▶ [Stated goal] Pick out every line in the entries below that contains the string "decorative", and copy each such line. Matching is case-sensitive.

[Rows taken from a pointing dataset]
---------------

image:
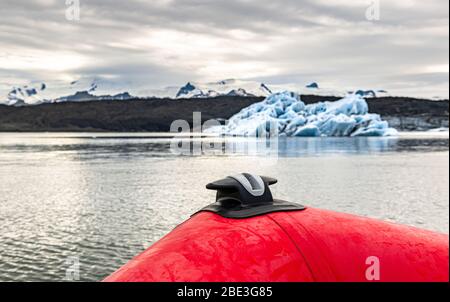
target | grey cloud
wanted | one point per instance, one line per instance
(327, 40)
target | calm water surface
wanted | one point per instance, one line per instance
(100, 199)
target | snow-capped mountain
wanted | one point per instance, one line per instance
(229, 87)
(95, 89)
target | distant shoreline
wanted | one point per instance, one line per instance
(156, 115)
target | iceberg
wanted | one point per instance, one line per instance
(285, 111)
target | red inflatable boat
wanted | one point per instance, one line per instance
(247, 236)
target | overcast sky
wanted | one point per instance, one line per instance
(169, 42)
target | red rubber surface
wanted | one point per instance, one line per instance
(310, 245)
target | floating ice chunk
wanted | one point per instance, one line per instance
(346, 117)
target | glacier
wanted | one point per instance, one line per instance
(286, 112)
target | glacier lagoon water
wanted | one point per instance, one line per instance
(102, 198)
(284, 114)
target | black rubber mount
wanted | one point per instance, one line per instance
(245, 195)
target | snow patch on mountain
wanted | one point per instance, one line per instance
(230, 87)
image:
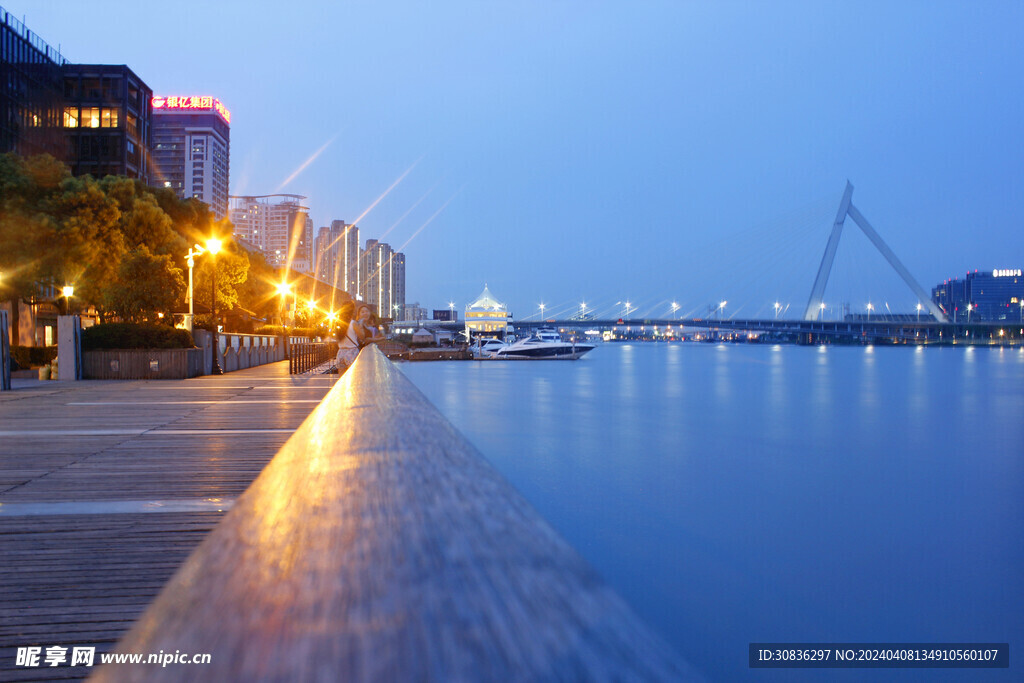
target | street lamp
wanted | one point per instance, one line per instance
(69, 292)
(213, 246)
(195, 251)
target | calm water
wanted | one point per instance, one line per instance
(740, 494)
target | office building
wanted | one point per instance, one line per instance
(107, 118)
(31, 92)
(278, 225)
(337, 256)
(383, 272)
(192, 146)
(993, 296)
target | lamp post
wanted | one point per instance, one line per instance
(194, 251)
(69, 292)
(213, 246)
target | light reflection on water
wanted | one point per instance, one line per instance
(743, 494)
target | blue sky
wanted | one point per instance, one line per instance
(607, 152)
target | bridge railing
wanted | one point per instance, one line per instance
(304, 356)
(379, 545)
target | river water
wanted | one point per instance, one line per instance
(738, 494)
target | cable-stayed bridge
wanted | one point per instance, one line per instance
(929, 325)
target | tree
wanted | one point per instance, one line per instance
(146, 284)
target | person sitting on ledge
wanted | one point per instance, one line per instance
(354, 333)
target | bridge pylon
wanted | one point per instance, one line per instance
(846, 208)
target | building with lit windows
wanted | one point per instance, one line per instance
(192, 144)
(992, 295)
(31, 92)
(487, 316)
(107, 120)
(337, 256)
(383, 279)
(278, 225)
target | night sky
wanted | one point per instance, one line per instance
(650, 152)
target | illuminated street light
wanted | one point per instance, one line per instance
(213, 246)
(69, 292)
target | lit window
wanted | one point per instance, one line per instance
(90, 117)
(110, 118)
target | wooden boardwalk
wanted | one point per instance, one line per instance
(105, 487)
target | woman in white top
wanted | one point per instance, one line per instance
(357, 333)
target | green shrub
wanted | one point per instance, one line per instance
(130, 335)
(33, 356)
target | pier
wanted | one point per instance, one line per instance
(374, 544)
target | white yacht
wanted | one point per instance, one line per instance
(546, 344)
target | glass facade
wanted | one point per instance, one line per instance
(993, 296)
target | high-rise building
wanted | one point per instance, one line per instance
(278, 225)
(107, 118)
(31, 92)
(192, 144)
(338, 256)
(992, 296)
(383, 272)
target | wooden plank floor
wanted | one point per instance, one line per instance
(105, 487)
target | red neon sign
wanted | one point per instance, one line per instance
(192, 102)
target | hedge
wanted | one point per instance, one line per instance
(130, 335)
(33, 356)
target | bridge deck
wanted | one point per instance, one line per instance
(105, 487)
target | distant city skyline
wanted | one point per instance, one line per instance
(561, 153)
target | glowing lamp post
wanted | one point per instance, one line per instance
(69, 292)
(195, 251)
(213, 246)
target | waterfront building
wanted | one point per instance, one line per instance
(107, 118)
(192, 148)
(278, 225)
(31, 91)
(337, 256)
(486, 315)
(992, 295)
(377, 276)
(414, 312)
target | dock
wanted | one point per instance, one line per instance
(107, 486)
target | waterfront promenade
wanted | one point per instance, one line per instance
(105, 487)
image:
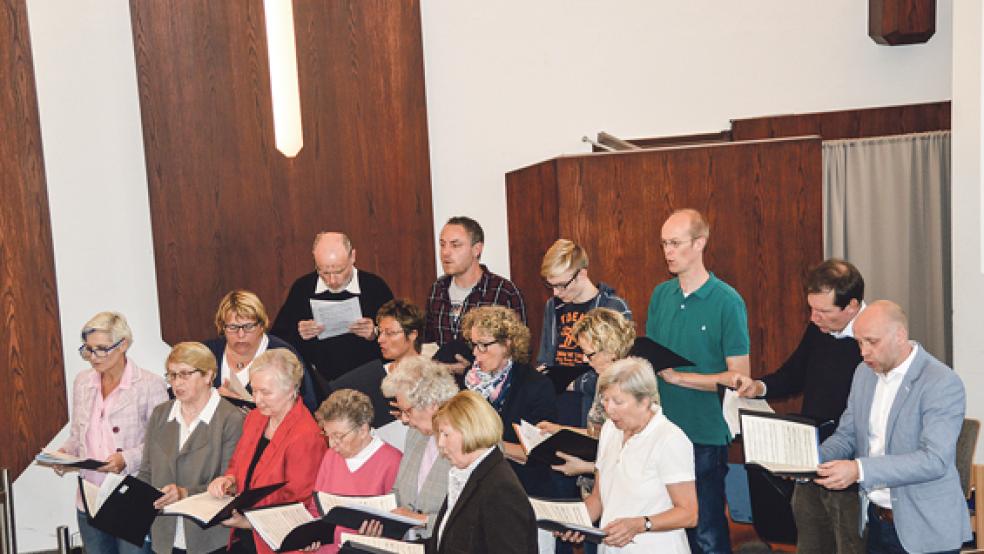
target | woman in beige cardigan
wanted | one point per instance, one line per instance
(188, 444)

---------------

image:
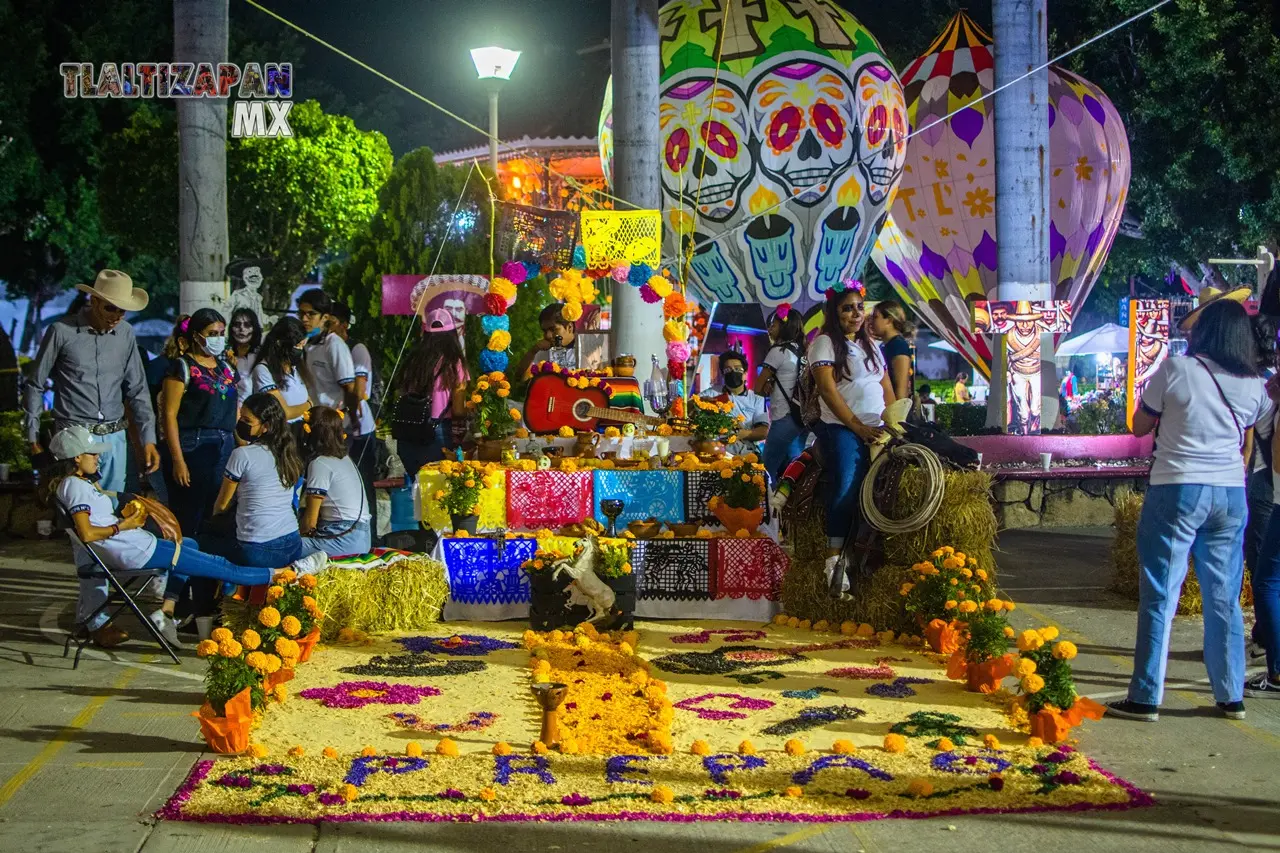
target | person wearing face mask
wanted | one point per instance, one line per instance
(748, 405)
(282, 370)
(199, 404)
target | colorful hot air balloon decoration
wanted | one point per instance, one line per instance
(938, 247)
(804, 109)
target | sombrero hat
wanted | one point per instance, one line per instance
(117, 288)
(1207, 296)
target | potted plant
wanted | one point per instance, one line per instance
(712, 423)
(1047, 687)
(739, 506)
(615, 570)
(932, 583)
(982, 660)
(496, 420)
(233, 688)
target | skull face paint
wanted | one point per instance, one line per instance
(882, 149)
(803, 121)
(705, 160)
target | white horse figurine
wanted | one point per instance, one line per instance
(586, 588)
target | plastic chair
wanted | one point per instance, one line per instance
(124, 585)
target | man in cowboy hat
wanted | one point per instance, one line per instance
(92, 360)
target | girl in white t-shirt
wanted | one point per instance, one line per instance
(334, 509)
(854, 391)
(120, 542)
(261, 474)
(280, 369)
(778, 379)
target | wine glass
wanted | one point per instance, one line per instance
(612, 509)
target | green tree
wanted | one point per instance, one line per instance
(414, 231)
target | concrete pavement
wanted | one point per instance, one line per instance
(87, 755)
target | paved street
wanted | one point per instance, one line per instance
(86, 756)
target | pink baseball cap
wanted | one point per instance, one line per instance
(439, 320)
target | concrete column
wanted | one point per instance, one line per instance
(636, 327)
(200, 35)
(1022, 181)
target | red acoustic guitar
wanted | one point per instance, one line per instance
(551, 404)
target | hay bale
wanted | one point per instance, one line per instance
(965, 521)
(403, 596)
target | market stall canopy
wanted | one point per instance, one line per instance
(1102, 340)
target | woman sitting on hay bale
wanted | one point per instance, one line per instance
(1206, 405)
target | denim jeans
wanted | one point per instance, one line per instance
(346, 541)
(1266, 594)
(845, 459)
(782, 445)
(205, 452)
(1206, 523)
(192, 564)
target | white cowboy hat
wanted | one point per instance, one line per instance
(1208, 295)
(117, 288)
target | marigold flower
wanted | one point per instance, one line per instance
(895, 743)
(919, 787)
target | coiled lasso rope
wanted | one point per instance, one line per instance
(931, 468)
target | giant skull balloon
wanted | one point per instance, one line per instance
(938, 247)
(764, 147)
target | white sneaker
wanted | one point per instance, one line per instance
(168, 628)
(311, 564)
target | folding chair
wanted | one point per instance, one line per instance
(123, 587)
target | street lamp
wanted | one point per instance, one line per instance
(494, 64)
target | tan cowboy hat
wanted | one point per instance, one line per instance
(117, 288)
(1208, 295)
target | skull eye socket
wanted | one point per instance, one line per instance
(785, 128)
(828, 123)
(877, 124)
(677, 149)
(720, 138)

---------------

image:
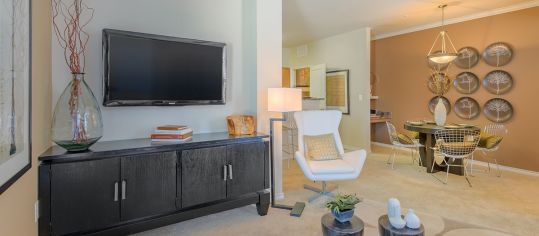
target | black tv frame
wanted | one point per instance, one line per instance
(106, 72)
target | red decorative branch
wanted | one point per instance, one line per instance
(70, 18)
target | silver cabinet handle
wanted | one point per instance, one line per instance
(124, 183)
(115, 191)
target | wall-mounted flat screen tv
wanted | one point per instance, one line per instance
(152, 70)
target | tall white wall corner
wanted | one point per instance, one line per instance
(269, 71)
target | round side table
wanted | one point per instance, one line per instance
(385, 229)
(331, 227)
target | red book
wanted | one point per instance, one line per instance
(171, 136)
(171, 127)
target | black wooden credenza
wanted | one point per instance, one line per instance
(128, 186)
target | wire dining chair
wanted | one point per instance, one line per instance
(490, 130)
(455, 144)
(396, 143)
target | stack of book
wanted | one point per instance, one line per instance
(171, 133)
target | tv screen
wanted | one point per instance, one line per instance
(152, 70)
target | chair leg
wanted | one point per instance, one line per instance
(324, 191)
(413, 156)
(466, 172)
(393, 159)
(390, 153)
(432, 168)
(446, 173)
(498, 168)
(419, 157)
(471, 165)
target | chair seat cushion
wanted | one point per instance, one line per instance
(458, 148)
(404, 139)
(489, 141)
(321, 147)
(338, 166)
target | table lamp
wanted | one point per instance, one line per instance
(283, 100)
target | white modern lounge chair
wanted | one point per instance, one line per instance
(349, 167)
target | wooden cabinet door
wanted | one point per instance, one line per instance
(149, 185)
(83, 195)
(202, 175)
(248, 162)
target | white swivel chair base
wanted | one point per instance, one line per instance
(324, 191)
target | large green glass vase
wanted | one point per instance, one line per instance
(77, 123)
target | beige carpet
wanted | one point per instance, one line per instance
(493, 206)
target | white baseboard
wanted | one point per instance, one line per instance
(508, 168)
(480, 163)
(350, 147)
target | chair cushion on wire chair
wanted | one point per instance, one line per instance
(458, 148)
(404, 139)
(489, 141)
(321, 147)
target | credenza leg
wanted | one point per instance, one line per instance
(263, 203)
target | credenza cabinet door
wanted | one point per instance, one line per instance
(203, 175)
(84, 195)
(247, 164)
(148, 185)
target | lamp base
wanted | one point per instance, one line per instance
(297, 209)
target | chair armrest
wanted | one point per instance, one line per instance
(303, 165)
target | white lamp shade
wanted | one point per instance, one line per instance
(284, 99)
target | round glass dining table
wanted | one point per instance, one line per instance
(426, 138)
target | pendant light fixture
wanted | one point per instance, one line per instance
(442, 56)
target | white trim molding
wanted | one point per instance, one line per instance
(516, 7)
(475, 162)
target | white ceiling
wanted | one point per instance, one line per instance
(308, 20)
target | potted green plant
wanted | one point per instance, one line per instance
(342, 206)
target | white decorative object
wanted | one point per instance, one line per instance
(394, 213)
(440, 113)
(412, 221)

---------------

▶ [Solution]
target | red decorative branch
target | white decorative object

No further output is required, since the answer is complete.